• **Task brief**
Report each line of the data below that contains the string "plank", copying every such line in full. Matching is case-sensitive.

• **Input material**
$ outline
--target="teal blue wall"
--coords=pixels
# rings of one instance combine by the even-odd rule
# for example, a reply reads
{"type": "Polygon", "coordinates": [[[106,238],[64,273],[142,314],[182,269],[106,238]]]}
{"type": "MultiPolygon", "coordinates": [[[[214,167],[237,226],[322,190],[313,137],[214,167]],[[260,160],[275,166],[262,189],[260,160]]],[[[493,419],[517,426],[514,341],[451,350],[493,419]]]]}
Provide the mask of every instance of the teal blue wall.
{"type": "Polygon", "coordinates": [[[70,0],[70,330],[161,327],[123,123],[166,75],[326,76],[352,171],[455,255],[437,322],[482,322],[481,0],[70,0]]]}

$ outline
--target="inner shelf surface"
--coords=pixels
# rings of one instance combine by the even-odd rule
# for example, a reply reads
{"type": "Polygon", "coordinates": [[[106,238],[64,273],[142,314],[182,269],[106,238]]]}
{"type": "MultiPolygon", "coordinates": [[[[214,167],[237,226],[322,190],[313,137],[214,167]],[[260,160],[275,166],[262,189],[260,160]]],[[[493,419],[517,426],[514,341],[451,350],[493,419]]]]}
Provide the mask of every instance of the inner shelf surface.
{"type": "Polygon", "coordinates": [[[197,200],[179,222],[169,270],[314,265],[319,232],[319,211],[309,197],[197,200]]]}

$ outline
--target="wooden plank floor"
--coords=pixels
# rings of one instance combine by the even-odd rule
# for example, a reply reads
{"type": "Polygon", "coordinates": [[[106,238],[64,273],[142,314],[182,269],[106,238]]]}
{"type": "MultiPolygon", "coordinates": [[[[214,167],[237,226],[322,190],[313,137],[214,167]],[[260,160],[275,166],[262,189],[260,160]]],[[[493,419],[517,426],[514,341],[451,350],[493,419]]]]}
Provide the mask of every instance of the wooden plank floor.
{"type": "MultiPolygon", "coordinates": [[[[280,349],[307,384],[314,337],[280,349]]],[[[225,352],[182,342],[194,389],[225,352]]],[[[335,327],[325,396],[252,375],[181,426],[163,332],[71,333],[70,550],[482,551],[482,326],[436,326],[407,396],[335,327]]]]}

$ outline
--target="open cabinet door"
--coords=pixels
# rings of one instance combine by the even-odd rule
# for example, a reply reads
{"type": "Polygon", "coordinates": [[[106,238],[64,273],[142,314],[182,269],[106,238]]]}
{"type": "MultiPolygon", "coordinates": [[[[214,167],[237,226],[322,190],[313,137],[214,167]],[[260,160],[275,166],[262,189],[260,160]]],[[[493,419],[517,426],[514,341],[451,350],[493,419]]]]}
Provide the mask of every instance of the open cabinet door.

• **Exercise result**
--target="wooden plank floor"
Provide the mask of every instance of the wooden plank floor.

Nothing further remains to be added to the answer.